● **PROBLEM TO WORK ON**
Quote all of the entries word for word.

# # # # #

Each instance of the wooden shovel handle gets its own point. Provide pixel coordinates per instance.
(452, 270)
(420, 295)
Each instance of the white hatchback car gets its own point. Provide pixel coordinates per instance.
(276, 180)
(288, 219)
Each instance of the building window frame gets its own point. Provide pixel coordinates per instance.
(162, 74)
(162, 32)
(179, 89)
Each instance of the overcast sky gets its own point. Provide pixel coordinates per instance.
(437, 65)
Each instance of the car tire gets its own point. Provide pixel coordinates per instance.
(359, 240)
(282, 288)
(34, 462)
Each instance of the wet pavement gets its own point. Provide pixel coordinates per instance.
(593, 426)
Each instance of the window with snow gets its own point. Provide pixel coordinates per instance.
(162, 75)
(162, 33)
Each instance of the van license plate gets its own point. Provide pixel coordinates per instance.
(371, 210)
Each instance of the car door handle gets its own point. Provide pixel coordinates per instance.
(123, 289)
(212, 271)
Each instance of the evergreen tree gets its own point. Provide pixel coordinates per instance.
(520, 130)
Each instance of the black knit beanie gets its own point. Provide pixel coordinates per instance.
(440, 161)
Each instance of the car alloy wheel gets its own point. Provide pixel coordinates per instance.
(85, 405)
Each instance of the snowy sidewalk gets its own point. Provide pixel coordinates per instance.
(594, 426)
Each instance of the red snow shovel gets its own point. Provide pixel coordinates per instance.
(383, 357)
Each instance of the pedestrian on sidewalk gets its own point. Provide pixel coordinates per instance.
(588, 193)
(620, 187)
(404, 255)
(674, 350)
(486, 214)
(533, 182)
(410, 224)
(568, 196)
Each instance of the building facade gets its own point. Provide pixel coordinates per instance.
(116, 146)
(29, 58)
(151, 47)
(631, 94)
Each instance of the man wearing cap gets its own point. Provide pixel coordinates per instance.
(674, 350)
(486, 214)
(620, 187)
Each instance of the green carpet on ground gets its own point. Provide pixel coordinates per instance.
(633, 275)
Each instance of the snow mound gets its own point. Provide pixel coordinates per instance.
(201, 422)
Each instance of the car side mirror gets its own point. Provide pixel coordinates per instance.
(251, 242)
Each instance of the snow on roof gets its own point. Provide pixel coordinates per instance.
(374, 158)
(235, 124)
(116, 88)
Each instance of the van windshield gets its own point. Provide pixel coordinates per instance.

# # # # #

● **EXERCISE RESPONSE**
Each instance of the wooden shovel handle gets its own point. Provide pixel coordinates per instance.
(452, 270)
(420, 295)
Each instance of the white hatchback car gets its own point. Provide pixel coordinates per instance.
(276, 180)
(288, 219)
Each instance of the building window frame gets its own point. Provide pixel coordinates per instance.
(162, 74)
(162, 32)
(179, 89)
Each instance of the overcast sky gets its own point. Provide pixel coordinates per instance.
(437, 65)
Each instance of the car tire gets its own point. Provide pixel coordinates per instance.
(359, 240)
(282, 288)
(34, 462)
Each instance of the wet pavement gets its own point. Provide pixel coordinates per instance.
(593, 426)
Each instance of the window with snow gets its own point. Provide pixel coordinates per instance.
(162, 75)
(162, 33)
Each instance of the van license plate gets its own point. Provide pixel coordinates per instance.
(371, 210)
Each instance of the car door handle gets its own point. Provide pixel coordinates per instance.
(123, 289)
(212, 271)
Each instance of the evergreen tree gets its own point. Provide pixel coordinates per instance.
(520, 130)
Each instance of the black knit beanie gets its own point. Provide pixel coordinates per instance.
(440, 161)
Each instance of the car alloy wheel gets its own point. Provide pixel coordinates per instance.
(85, 405)
Each instance of the snowy sidewalk gets its own point. Provide pixel coordinates per instance.
(594, 426)
Each instance of the red snow shovel gets its own point. Provide pixel coordinates per instance.
(383, 357)
Each instance of the pedestrian on sidewalk gets its own point. Provide pixel coordinates per instance.
(588, 193)
(620, 187)
(404, 255)
(674, 350)
(486, 214)
(533, 182)
(410, 224)
(568, 196)
Each instance of the building facade gets its own point. Provide pixel coordinates per instance.
(116, 146)
(29, 58)
(151, 47)
(631, 94)
Each instance of the man wearing cap gets its own point. Provide pixel coordinates per instance.
(674, 350)
(486, 214)
(620, 187)
Each instance of the green carpet on ground gets its own point. Provide pixel coordinates per instance.
(633, 275)
Each instance of the snow mound gets its own point. Provide pixel coordinates per instance.
(201, 422)
Each instance of the car side mirror gets its own point. Provide pixel coordinates per instance.
(251, 242)
Each instance of the snow on roof gets its own point. Provide pixel coordinates per instance.
(374, 158)
(235, 124)
(116, 88)
Each instance of the van windshield gets its own point. Provide pixel coordinates per instance.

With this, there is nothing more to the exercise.